> Provided data:
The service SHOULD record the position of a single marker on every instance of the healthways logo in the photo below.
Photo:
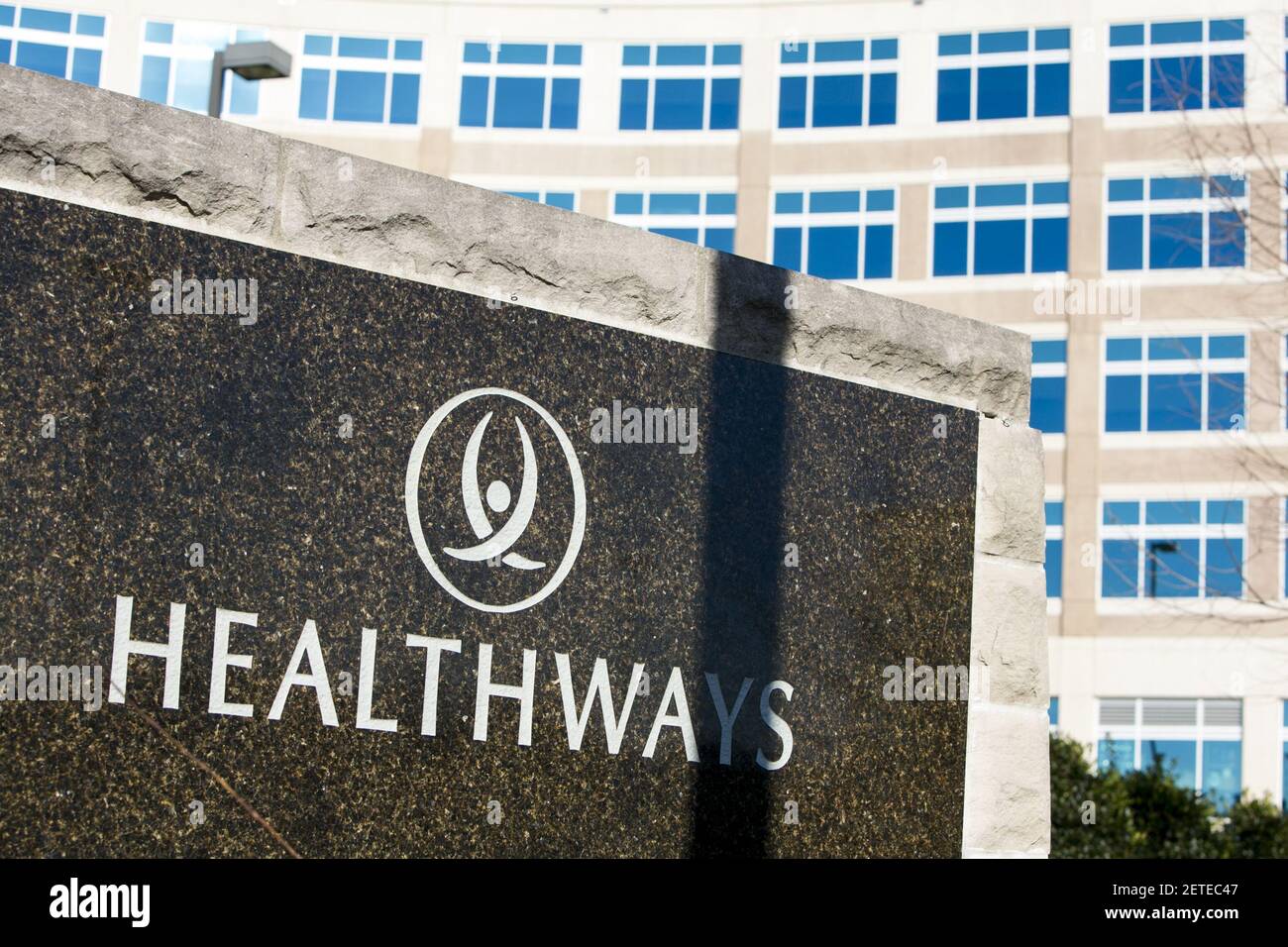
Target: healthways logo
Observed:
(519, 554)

--

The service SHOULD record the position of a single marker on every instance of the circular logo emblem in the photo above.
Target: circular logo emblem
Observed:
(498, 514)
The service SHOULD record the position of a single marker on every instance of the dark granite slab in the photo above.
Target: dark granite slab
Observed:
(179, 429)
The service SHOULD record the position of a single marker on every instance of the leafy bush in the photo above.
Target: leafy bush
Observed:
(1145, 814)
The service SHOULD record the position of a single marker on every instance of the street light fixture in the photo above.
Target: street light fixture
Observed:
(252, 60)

---

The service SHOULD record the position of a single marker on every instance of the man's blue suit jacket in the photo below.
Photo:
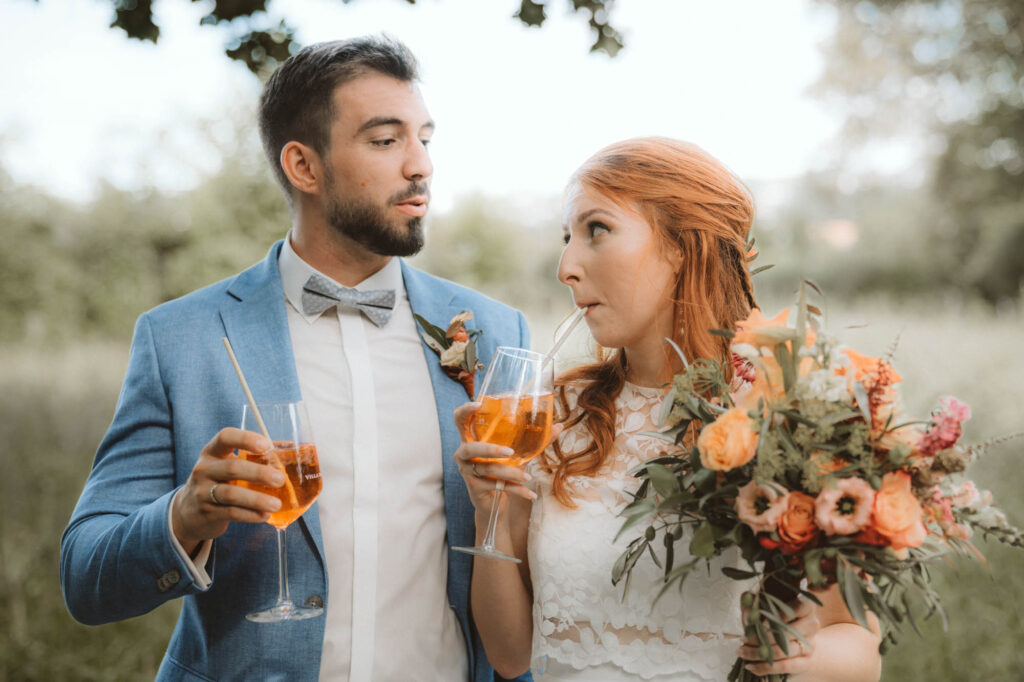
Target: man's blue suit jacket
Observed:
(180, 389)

> What the task requires: List every line of the records that contains the string "logo" and copy each such line in full.

> Finished task:
The service SHOULD record the position of a single marker on every instance of the healthways logo in the photo below.
Target: healthways logo
The service SHOULD record the position of a single marker on every instance of the circular logo emblem in the photo above.
Target: circular logo emblem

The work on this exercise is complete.